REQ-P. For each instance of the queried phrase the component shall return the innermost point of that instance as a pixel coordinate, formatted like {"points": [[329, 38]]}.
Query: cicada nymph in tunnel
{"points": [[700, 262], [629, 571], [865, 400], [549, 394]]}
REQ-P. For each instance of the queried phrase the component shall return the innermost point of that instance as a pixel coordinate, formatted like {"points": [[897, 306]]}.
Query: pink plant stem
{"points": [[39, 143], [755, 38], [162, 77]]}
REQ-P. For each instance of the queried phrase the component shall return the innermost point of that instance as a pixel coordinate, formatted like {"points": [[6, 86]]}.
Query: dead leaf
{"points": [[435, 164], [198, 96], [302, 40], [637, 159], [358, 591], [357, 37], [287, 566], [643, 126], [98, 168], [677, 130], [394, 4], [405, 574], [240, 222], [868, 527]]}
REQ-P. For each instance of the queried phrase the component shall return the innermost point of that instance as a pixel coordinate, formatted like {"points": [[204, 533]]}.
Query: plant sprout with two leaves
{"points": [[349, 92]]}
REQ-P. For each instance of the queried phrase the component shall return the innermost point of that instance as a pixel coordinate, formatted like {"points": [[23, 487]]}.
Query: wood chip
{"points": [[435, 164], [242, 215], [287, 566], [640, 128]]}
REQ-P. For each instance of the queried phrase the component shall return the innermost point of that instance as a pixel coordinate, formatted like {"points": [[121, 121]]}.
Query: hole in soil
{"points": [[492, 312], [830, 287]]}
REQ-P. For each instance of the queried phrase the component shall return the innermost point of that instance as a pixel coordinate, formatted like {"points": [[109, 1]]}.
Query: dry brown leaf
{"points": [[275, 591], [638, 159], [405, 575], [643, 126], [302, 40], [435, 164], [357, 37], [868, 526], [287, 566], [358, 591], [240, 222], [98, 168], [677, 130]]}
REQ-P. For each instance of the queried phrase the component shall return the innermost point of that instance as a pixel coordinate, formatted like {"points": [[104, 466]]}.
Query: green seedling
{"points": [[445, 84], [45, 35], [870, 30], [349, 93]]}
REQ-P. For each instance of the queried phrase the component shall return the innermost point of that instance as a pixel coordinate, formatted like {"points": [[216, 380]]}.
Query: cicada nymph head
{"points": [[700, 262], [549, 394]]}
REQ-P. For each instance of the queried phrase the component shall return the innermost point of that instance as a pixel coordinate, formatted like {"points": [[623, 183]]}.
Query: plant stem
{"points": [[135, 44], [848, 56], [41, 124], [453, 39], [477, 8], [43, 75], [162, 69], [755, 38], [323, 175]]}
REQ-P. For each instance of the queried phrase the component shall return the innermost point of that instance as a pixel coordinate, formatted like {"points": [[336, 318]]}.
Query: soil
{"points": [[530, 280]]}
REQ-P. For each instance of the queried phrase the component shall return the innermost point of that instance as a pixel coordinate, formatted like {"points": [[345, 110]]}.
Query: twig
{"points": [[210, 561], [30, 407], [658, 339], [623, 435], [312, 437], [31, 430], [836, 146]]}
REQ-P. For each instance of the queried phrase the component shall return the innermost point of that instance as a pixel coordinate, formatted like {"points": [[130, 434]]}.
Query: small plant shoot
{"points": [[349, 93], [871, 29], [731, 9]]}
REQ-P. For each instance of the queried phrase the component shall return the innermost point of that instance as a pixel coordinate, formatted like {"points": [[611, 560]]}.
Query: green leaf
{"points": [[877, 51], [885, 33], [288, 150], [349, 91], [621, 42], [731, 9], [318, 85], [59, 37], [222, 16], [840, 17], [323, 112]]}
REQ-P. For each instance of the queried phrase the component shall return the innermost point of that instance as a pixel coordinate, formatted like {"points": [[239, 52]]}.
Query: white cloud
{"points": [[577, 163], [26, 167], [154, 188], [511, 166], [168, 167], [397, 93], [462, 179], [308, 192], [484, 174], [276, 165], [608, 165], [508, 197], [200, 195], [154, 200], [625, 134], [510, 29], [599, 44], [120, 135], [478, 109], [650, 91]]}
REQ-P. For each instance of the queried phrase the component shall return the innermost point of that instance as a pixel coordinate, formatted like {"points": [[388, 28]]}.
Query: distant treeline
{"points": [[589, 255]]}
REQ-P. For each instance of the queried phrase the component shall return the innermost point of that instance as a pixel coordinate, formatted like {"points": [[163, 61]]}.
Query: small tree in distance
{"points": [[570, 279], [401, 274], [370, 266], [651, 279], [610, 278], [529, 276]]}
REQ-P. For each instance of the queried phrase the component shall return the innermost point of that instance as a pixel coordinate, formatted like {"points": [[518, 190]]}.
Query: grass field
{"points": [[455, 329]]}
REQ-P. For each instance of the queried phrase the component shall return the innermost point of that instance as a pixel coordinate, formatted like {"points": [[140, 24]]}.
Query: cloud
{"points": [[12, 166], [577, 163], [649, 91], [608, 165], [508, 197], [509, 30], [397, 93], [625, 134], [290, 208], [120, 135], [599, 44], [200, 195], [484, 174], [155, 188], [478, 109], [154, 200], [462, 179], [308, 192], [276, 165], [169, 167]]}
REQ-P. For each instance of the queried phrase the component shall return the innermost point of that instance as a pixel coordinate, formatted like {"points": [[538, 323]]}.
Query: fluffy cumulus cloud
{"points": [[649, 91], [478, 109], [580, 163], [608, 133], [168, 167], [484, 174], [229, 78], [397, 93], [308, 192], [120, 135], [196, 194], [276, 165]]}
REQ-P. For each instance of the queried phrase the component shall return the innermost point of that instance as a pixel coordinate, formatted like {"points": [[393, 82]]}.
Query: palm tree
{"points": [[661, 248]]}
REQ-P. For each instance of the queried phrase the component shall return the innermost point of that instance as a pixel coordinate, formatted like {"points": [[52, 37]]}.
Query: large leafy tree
------------
#### [Given exercise]
Using the listing above, retype each line exactly.

#### [Worked answer]
REQ-P. For each instance of the queried phrase the component shall return the innermost point of that instance as a pixel coordinate, formatted like {"points": [[329, 38]]}.
Query: cicada nymph in tunnel
{"points": [[700, 262], [629, 571], [865, 400], [549, 394]]}
REQ-P. For each instance of the queried phrase the component shall return the innermost point of that instance as a pixel coordinate, formatted like {"points": [[897, 306]]}.
Query: pink plant stem
{"points": [[39, 143], [755, 38], [162, 77]]}
REQ-P. For each instance of the queried phrase the component shall return the innermost point of that instance as a pixel coordinate, formatted like {"points": [[6, 86]]}.
Query: dead leaf
{"points": [[435, 164], [198, 96], [302, 40], [637, 159], [358, 591], [357, 37], [287, 566], [643, 126], [98, 168], [677, 130], [394, 4], [405, 574], [240, 222], [868, 527]]}
REQ-P. For each instance of the queried phrase the component shall return the innermost point of that instance as a pixel coordinate, formatted like {"points": [[204, 533]]}.
Query: plant sprout with two leaves
{"points": [[349, 92]]}
REQ-P. For each instance of the queried phrase the component shall return the innermost point of that instance as a pixel coordinate, formatted like {"points": [[23, 487]]}.
Query: wood chip
{"points": [[435, 164], [242, 215], [287, 566], [640, 128]]}
REQ-P. For each instance of the queried phrase the component shall return the innermost point of that instance as a pixel coordinate, formatted like {"points": [[121, 121]]}.
Query: hole in soil
{"points": [[492, 312], [830, 287]]}
REQ-P. For each instance of the queried phrase the component shall return the innermost point of that instance as a pixel coordinate, formatted like {"points": [[109, 1]]}.
Query: dry brown leaf
{"points": [[275, 591], [638, 159], [405, 575], [643, 126], [302, 40], [435, 164], [357, 37], [868, 526], [287, 566], [358, 591], [240, 222], [98, 168], [677, 130]]}
REQ-P. For each instance of the queried phrase the component shall return the innermost point of that instance as a pixel coordinate, formatted like {"points": [[104, 466]]}.
Query: green seedling
{"points": [[445, 84], [45, 35], [870, 30], [349, 93]]}
REQ-P. For each instance of the queried phrase the component shall return the innermost point of that instance as a pixel coordinate, formatted like {"points": [[216, 380]]}.
Query: cicada nymph head
{"points": [[700, 262], [549, 394]]}
REQ-P. For each instance of the queried phrase the component shall return the innermost point of that instance as a pixel coordinate, formatted like {"points": [[623, 183]]}.
Query: plant stem
{"points": [[135, 44], [848, 56], [41, 124], [453, 39], [477, 8], [43, 75], [162, 69], [755, 38], [323, 175]]}
REQ-P. For each instance of the queried phrase the component shall return the innermost point of that instance as a pixel coordinate, formatted like {"points": [[336, 318]]}.
Query: soil
{"points": [[530, 280]]}
REQ-P. For each instance of the queried phrase the component shall return the innermost point of that instance as a pixel coordinate, formatted like {"points": [[345, 110]]}.
Query: twig
{"points": [[210, 561], [30, 407], [658, 339], [623, 435], [312, 437], [31, 430], [836, 146]]}
REQ-P. For each instance of the queried phrase the component shall return the innermost point of that instance as a pixel coordinate, formatted like {"points": [[130, 434]]}.
Query: small plant shoot
{"points": [[349, 93], [871, 29], [731, 9]]}
REQ-P. For each instance of the queried phrase the component shall return the innermost point of that instance as a pixel coordinate, formatted like {"points": [[611, 560]]}.
Query: green leaf
{"points": [[877, 51], [885, 33], [288, 150], [349, 91], [621, 42], [731, 9], [318, 85], [59, 37], [222, 16], [840, 17], [323, 112]]}
REQ-P. For each instance of the queried phrase the component shall return the innermost point of that instance as a pixel coordinate, formatted like {"points": [[239, 52]]}.
Query: white cloud
{"points": [[577, 163], [26, 167], [154, 188], [511, 166], [168, 167], [397, 93], [462, 179], [308, 192], [484, 174], [276, 165], [608, 165], [508, 197], [200, 195], [154, 200], [625, 134], [510, 29], [599, 44], [120, 135], [478, 109], [650, 91]]}
REQ-P. For each instance of the queried phrase the component shall return the innermost point of that instance as a pixel coordinate, formatted like {"points": [[388, 28]]}.
Query: distant treeline
{"points": [[589, 255]]}
REQ-P. For each instance of the queried phrase the component shall return the innermost point of that instance as a pixel coordinate, formatted like {"points": [[163, 61]]}.
Query: small tree in distance
{"points": [[570, 279], [401, 274], [370, 266], [651, 279], [610, 278], [529, 276]]}
REQ-P. For each instance of the queried phrase the component shall return the innermost point of that instance as a pixel coordinate, formatted like {"points": [[518, 190]]}.
Query: grass field
{"points": [[455, 329]]}
REQ-P. For each instance of the queried phrase the component shall return the innermost point of that instance as a pixel coordinate, formatted like {"points": [[140, 24]]}.
Query: cloud
{"points": [[12, 166], [577, 163], [649, 91], [608, 165], [508, 197], [509, 30], [397, 93], [625, 134], [290, 208], [120, 135], [599, 44], [200, 195], [484, 174], [155, 188], [478, 109], [154, 200], [462, 179], [308, 192], [276, 165], [169, 167]]}
REQ-P. For each instance of the queried phrase the component shall return the innermost point of that instance as a pixel coordinate, formatted like {"points": [[538, 323]]}.
Query: fluffy cumulus cloud
{"points": [[649, 91], [478, 109], [580, 163], [608, 133], [168, 167], [484, 174], [229, 78], [397, 93], [308, 192], [120, 135], [196, 194], [276, 165]]}
REQ-P. For each instance of the queried phrase the component shall return the innermost point of that instance as a pixel coordinate, formatted like {"points": [[393, 82]]}.
Query: palm tree
{"points": [[661, 248]]}
REQ-P. For each instance of the queried phrase the component shall return the innermost point of that instance as a pixel coordinate, formatted like {"points": [[52, 37]]}.
Query: large leafy tree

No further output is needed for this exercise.